_PAGE EXTRACT_
-- begin --
Unfulfilled aspirations of masses and ‘cultural hegemony’ of the ruling classes engender aggression in society
Part II
After World War II, deliberate efforts were made in Germany, Japan, and Italy to create and maintain a guilty conscience among the people so that they remember and feel sorry for the aggression and violence their armies and their supporters had perpetrated against other countries and peoples. The welcome that the German people have accorded to incoming refugees from Syria, Iraq, and Afghanistan, is perhaps the result of their introspection and guilty conscience.
We need to keep in mind that Freud wrote his psychodynamic works after WW I and before WW II. Had Germany paid attention to his words, a lot of miseries caused by the German aggression and violence might have been avoided. But in 1930s, the militaristic propaganda was so loud and overwhelming that even those who might have read Freud, preferred to remain silent or left the country. In fact, Freud’s books were prominent among those that the Nazis burned and destroyed. He fled to England but his sisters stayed back and reportedly died in Nazi concentration camps.
In the Future of an Illusion, Freud had criticised excessive religiosity as collective neurosis. Had he lived to see the horrors of WW II, he would have probably said the same about nationalism. Both religion and nationalism arouse a shared set of beliefs but exact an enormous psychological cost to the individuals by making them perpetual subordinates to the father figures embodied by religious and nationalist leaders who spout venom against the ‘others’.
-- end --
_SHORT TASK 1_
In the listing, from the line with "Instruction: the image is above. Identify every ocean" to the line with "[0,13,164,188]", swap "ocean water" for "seawater" and give those lines again with nothing else altered.

_ENTRIES SUPPLIED_
-- begin --
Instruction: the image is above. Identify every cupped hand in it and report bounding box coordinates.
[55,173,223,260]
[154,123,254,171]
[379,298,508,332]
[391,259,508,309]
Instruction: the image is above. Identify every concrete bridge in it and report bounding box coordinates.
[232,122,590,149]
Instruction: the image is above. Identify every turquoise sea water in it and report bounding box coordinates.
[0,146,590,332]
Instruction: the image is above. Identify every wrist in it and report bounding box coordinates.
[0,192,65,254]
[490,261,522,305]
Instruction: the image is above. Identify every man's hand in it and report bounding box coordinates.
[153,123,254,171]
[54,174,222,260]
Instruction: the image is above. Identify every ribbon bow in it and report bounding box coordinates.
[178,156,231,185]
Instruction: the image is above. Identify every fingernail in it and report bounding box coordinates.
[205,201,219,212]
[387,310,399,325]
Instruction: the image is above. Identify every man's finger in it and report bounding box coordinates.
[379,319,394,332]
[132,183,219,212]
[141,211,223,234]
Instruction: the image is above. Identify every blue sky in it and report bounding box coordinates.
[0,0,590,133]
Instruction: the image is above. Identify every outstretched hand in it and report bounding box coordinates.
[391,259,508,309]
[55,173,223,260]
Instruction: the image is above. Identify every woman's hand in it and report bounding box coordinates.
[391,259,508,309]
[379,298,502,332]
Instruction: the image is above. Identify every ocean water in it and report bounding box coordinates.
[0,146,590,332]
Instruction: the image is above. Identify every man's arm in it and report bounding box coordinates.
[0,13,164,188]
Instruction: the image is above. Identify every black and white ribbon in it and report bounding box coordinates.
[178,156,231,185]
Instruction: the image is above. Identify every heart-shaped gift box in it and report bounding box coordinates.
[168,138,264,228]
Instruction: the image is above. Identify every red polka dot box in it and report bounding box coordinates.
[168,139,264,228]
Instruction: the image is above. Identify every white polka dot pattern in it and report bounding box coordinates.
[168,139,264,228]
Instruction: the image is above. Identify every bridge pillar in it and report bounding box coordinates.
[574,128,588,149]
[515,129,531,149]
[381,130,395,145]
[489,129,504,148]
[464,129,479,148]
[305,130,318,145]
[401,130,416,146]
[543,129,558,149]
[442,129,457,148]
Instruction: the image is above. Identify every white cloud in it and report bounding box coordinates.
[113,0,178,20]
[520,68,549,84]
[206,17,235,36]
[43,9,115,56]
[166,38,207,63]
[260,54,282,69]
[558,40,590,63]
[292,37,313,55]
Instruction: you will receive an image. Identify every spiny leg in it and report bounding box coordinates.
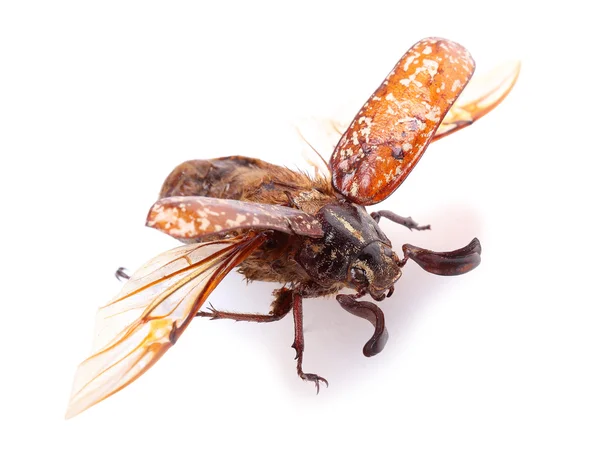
[292,292,329,394]
[196,288,293,323]
[371,210,431,231]
[400,239,481,276]
[335,292,388,357]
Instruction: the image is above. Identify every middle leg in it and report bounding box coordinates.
[292,292,329,394]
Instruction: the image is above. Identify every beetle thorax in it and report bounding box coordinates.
[297,202,400,299]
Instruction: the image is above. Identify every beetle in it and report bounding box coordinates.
[67,38,519,417]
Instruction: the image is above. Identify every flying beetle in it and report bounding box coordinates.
[67,38,519,417]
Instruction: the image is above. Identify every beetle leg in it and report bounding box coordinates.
[115,267,129,281]
[400,239,481,276]
[292,292,329,394]
[335,293,388,357]
[371,210,431,231]
[196,288,292,323]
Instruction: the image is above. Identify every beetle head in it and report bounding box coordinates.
[348,241,402,301]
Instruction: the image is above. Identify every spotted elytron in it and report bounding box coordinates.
[67,38,519,417]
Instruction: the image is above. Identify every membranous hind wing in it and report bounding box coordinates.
[146,196,323,241]
[329,38,475,205]
[66,232,266,418]
[432,62,521,142]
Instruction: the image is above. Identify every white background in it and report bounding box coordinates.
[0,0,600,448]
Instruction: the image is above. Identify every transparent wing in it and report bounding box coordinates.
[66,234,266,418]
[432,61,521,141]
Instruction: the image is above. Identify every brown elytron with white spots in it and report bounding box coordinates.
[67,38,519,417]
[331,39,475,205]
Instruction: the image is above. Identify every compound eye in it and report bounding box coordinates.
[350,267,369,285]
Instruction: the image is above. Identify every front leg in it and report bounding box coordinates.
[335,292,388,357]
[292,292,329,394]
[371,210,431,231]
[400,239,481,276]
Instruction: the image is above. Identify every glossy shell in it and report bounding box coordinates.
[330,38,475,205]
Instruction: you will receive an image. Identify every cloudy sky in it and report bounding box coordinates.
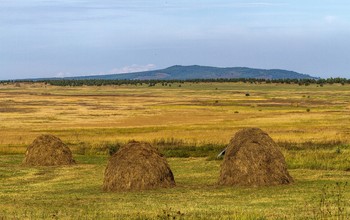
-- end --
_SHORT TASK 2_
Duplicate the passage of the essay on aggression in society from "Unfulfilled aspirations of" to "and guilty conscience.", keeping every word and punctuation mark the same.

_RESPONSE 1_
Instruction: the image is above. Identify every seawater in it and report bounding box coordinates.
[0,146,590,332]
Instruction: the image is above. Identify every man's arm in it and report bounding box coordinates.
[0,13,164,188]

_RESPONSE 2_
Unfulfilled aspirations of masses and ‘cultural hegemony’ of the ruling classes engender aggression in society
Part II
After World War II, deliberate efforts were made in Germany, Japan, and Italy to create and maintain a guilty conscience among the people so that they remember and feel sorry for the aggression and violence their armies and their supporters had perpetrated against other countries and peoples. The welcome that the German people have accorded to incoming refugees from Syria, Iraq, and Afghanistan, is perhaps the result of their introspection and guilty conscience.